AIM 1: Could you swap "wet rock surface" for "mossy rock surface" in the Pointing dataset records rows and give those rows back with everything else unchanged and the pictures left out?

EXCERPTED PASSAGE:
++++++++++

OLS is not always the best estimator, and gradient descent doesn't always make sense to use. even when it DOES make sense to use grad des, it only converges under special conditions

#

and WHAT it converges to is another matter

serene steeple
#

what is the google service that provides computing power for machine learning called

steady basalt
#

anyone know how to deal with such noisy data that my minority class precision is almost 0?

young ridge
#

hi guys im a new data science student and i was wondering what do i call those values that are above 600

#

do i call them anomalies or outliers?

wooden sail
#

anomaly usually refers to a behavior that is caused by something external and is not part of the underlying distribution. extreme values are part of the original distribution, just very unlikely

young ridge
#

Ohhhhhh

wooden sail
#

to be able to tell which of the two it is, some kind of anomaly detection entails

#

in some cases the difference doesn't matter and they're treated as synonyms, so more context is needed 😛

young ridge
#

is it logical to remove any values above 400 or 500?

serene scaffold
# wooden sail anomaly usually refers to a behavior that is caused by something external and is...

one time, a non-technical person asked me to do anomaly detection. and they weren't very clear on what an anomaly was in the context of their data. so I asked a senior coworker, and he said

"anomaly detection. they don't know what an anomaly is--wouldn't know if it bit them. but it's a buzzword. everyone and their grandma is doing it--that's probably who told them about it."

"sure, but what would an anomaly be in this context?"

"you know, you're asking the right questions."

wooden sail
#

sounds about right

young ridge
#

if i were to do a .describe() on my departure delay in minutes column, the 3rd iqr only has a value of 12 minutes

#

does this count as an anomaly dection?

tropic matrix
#

I'm solving a regression problem, but when i calculate the MSE for my loss it becomes "inf". I believe this is because my output data ranges from 1 to 2.147 billion, but what should i do to solve it?
(using keras)
i have rmse as a metric, and that displays a valid number, but when the loss is initially high it's impossible for it to be displayed as mse,
so is it a viable solution to set objectives (like for early stopping, reducing lr, and hyper parameter tuning) to be the validation rmse?

++++++++++

AIM 2:
Answer these questions about the forum thread:
(a) What does an anomaly usually refer to, according to the thread?
(b) What range does the output data span in the regression problem?
(c) Which library is being used for that regression problem?

[Pointing dataset records]
++++++++++

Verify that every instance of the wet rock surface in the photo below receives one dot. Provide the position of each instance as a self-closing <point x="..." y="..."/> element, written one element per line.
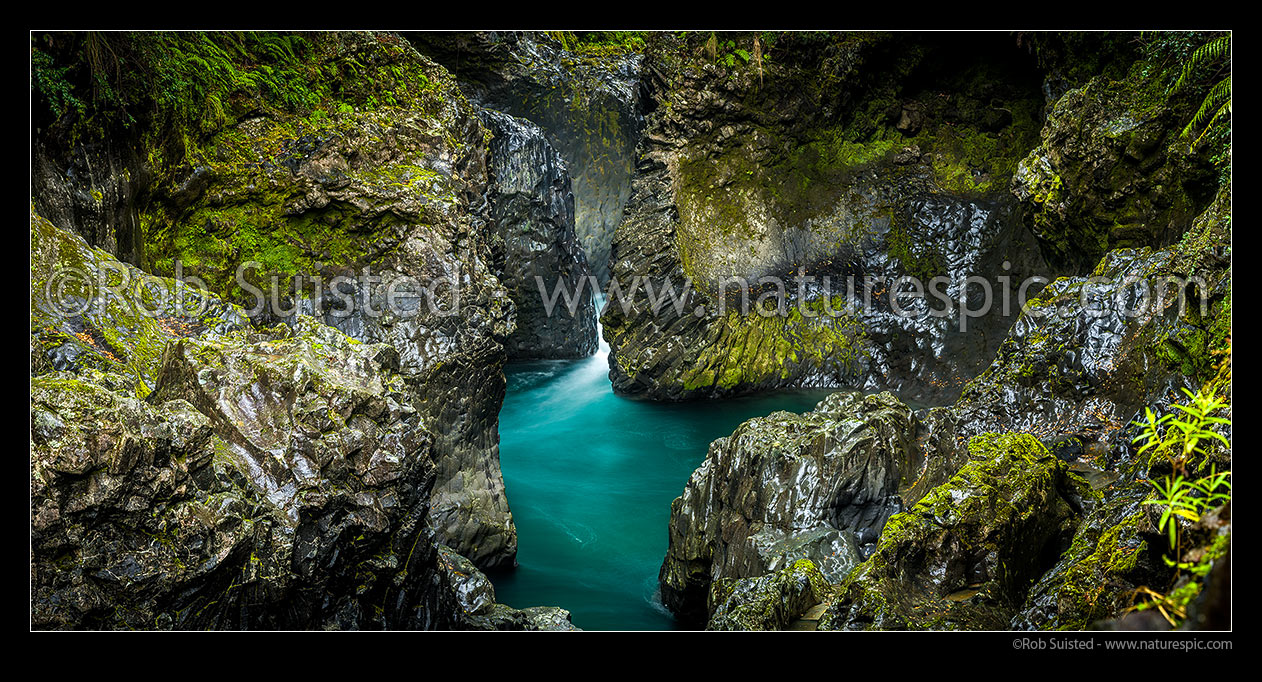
<point x="588" y="104"/>
<point x="784" y="488"/>
<point x="470" y="599"/>
<point x="964" y="556"/>
<point x="399" y="193"/>
<point x="533" y="209"/>
<point x="1109" y="172"/>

++++++++++

WORKED SOLUTION 1:
Verify that every instance of the mossy rock surface in the photo below receives one dot. Provide the position of each instance as a self-closing <point x="..." y="..."/> element, written one element per line.
<point x="588" y="104"/>
<point x="784" y="488"/>
<point x="470" y="599"/>
<point x="964" y="556"/>
<point x="399" y="193"/>
<point x="533" y="209"/>
<point x="1109" y="172"/>

WORKED SOLUTION 2:
(a) A behavior that is caused by something external and is not part of the underlying distribution.
(b) From 1 to 2.147 billion.
(c) Keras.